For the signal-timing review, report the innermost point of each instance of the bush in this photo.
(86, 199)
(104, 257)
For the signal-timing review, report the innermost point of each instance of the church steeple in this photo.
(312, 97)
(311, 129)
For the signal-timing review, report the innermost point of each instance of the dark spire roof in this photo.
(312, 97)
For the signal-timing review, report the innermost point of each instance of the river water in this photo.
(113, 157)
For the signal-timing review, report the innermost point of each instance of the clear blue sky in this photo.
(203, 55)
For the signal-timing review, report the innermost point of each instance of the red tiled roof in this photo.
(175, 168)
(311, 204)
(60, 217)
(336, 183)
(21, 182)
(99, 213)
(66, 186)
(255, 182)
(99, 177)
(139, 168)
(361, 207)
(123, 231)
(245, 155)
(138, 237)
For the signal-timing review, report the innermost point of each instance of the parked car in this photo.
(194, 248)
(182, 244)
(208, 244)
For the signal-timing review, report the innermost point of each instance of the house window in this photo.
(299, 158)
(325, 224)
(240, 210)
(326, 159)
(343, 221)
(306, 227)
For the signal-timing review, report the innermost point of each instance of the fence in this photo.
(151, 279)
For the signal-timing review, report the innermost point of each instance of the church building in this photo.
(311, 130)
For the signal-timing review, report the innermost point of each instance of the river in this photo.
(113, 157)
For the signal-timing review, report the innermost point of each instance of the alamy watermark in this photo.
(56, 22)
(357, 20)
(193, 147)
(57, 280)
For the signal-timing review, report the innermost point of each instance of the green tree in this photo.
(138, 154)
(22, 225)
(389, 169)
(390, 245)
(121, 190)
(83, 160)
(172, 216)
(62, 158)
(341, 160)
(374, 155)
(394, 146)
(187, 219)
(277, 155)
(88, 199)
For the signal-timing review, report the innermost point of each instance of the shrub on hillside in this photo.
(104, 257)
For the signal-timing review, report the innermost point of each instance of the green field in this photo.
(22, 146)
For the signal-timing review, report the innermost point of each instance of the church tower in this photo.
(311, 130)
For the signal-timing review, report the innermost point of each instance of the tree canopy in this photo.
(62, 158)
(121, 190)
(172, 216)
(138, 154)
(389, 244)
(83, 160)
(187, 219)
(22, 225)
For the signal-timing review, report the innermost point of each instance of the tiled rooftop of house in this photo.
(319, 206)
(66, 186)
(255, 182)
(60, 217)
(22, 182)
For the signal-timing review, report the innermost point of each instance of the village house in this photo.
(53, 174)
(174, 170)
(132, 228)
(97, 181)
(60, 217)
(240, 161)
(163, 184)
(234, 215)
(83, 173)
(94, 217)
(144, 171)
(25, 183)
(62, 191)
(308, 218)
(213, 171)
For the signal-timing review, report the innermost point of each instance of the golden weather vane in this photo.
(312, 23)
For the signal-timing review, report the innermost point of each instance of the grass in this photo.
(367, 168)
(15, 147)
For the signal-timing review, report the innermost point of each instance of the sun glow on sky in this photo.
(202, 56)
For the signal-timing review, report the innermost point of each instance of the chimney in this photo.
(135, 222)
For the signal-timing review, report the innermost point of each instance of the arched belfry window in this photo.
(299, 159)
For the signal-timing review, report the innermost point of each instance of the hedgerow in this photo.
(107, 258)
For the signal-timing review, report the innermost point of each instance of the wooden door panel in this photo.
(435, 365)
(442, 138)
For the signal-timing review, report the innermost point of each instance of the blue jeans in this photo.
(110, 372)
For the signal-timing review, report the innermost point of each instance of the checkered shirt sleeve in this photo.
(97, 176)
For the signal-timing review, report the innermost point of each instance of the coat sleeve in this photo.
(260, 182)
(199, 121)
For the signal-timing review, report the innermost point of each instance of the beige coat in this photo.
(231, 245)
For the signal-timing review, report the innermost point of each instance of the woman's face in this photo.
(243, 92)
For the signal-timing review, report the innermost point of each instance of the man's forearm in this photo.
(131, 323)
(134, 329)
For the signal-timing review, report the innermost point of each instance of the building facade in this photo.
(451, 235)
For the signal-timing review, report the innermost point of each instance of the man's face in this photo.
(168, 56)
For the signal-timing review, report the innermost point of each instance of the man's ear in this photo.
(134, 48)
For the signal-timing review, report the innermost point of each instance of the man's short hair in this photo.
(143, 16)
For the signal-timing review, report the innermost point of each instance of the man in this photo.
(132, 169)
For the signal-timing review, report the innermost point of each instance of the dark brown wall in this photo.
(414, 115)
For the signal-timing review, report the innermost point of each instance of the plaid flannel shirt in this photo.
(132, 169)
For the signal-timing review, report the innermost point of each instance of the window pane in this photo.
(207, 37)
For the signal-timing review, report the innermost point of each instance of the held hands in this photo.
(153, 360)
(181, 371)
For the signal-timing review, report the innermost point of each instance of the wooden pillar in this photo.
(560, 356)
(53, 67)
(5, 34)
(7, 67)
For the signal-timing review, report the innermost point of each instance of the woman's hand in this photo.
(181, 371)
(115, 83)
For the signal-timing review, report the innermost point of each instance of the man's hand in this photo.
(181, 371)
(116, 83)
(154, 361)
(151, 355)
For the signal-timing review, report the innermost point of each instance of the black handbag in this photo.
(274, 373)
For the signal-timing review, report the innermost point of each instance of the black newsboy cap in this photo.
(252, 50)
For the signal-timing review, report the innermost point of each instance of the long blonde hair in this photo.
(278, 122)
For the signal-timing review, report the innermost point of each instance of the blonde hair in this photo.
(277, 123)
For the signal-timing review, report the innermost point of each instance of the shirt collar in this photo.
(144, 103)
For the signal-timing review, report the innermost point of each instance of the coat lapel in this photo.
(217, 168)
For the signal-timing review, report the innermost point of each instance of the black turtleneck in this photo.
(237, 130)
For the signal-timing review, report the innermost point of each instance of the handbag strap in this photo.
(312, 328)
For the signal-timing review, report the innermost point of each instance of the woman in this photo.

=== WHAT THIS TASK INVOLVES ===
Could you write out all of the rows above again, substituting "scene audit" for "signal-timing review" wherever it occurs and changing nothing else?

=== TASK RESULT ===
For the scene audit, report the innermost point of each instance of the bush in this photo.
(86, 199)
(104, 257)
For the scene audit, report the innermost point of each instance of the church steeple in this photo.
(312, 97)
(311, 129)
For the scene audit, report the innermost point of each instance of the dark spire roof in this photo.
(312, 97)
For the scene audit, report the innermost point of each instance of the river water in this photo.
(113, 157)
For the scene audit, report the innermost point of each instance of the clear blue sky in this photo.
(203, 55)
For the scene audit, report the innermost point of each instance of the red tiled roof in this photo.
(175, 168)
(311, 204)
(60, 217)
(336, 183)
(21, 182)
(99, 213)
(66, 186)
(255, 182)
(99, 177)
(139, 168)
(361, 207)
(123, 231)
(245, 155)
(138, 237)
For the scene audit, report the innermost point of each instance of the parked car in this photo.
(194, 248)
(182, 244)
(208, 244)
For the scene audit, report the innermost point of each instance of the house window in this photo.
(299, 158)
(325, 224)
(240, 210)
(326, 159)
(343, 221)
(306, 227)
For the scene audit, report the innermost point of each instance of the fence in this photo.
(151, 279)
For the scene audit, report the innermost point of each instance of the church building in this photo.
(311, 130)
For the scene audit, report the innermost point of each instance of the river in this photo.
(113, 157)
For the scene audit, report the innermost point of each instance of the alamy watermark in this photo.
(56, 22)
(357, 20)
(193, 147)
(57, 280)
For the scene audit, report the innermost point of each instance of the green tree in this photo.
(138, 154)
(22, 225)
(389, 169)
(390, 245)
(121, 190)
(83, 160)
(172, 216)
(62, 158)
(341, 160)
(374, 155)
(394, 146)
(187, 219)
(277, 155)
(88, 199)
For the scene audit, report the innermost point of each instance of the shrub on hillside in this photo.
(104, 257)
For the scene audit, report the innermost point of each instance of the green field in this photo.
(22, 146)
For the scene audit, report the innermost point of each instance of the church tower in this photo.
(311, 130)
For the scene audit, report the innermost point of each instance of the tree canopy in this photo.
(62, 158)
(121, 190)
(172, 216)
(138, 154)
(389, 244)
(83, 160)
(187, 219)
(22, 225)
For the scene audit, report the innermost point of each instance of the tiled rooftop of house in this photo.
(319, 206)
(66, 186)
(255, 182)
(60, 217)
(22, 182)
For the scene audit, report the innermost point of each instance of the village house in this photo.
(53, 174)
(174, 170)
(132, 228)
(97, 181)
(60, 217)
(240, 161)
(163, 184)
(234, 215)
(83, 173)
(94, 217)
(144, 171)
(25, 183)
(62, 191)
(308, 218)
(213, 171)
For the scene audit, report the innermost point of each instance of the golden weather vane in this photo.
(312, 23)
For the scene audit, report the innermost point of each instance of the grass in this photo.
(367, 168)
(15, 147)
For the scene audit, report the innermost point of each instance of the sun glow on sky in this photo.
(202, 56)
For the scene audit, report the innermost point of each instance of the chimney in this photo.
(135, 222)
For the scene audit, report the innermost point of each instance of the arched belfry window in this photo.
(299, 159)
For the scene audit, report the innermost point of each instance of the hedgerow in this photo.
(107, 258)
For the scene audit, report the innermost point of each instance of the wooden door panel in this photo.
(435, 365)
(442, 138)
For the scene audit, report the innermost point of each instance of the blue jeans in this photo.
(110, 372)
For the scene audit, report the innermost point of each instance of the checkered shirt sleeve in this photo.
(97, 176)
For the scene audit, report the innermost point of each instance of the coat sleeve in this photo.
(260, 182)
(199, 121)
For the scene audit, report the innermost point of each instance of the beige coat in this photo.
(231, 245)
For the scene audit, report the innermost point of each instance of the woman's face in this photo.
(243, 92)
For the scene audit, report the innermost point of each instance of the man's forearm in this photo.
(131, 323)
(134, 329)
For the scene audit, report the innermost point of each instance of the building facade in this photo.
(451, 235)
For the scene audit, report the innermost point of each instance of the man's face in this photo.
(168, 56)
For the scene audit, report the innermost point of each instance of the man's ear in this photo.
(134, 48)
For the scene audit, report the innermost point of each instance of the man's short hair in this photo.
(143, 16)
For the scene audit, report the innermost point of each instance of the man in this photo.
(132, 169)
For the scene audit, report the innermost point of each instance of the dark brown wall in this photo.
(414, 115)
For the scene audit, report the innermost point of each instance of the plaid flannel shirt in this photo.
(132, 169)
For the scene audit, report the innermost point of each instance of the window pane in this photo.
(207, 37)
For the scene audit, report the innermost point of each instance of the held hands in this photo.
(153, 360)
(181, 371)
For the scene audit, report the innermost point of each instance of the wooden pillar in this photo.
(560, 356)
(53, 67)
(5, 34)
(7, 67)
For the scene audit, report the innermost point of each instance of the woman's hand in this photo.
(181, 371)
(115, 83)
For the scene audit, report the innermost point of each instance of the man's hand in this photo.
(181, 371)
(116, 83)
(154, 361)
(151, 355)
For the scene audit, report the innermost point of each instance of the black handbag in this photo.
(274, 373)
For the scene audit, report the innermost point of each instance of the black newsboy cap in this photo.
(252, 50)
For the scene audit, report the innermost point of each instance of the long blonde hair in this photo.
(278, 122)
For the scene audit, report the innermost point of each instance of the blonde hair in this photo.
(277, 123)
For the scene audit, report the innermost point of each instance of the shirt collar in this photo.
(144, 103)
For the scene audit, report the innermost point of each instance of the coat lapel in this photo.
(217, 168)
For the scene audit, report the innermost point of each instance of the black turtleneck in this photo.
(237, 130)
For the scene audit, report the innermost point of each instance of the handbag strap in this photo.
(312, 328)
For the scene audit, report the innermost point of each instance of the woman in this photo.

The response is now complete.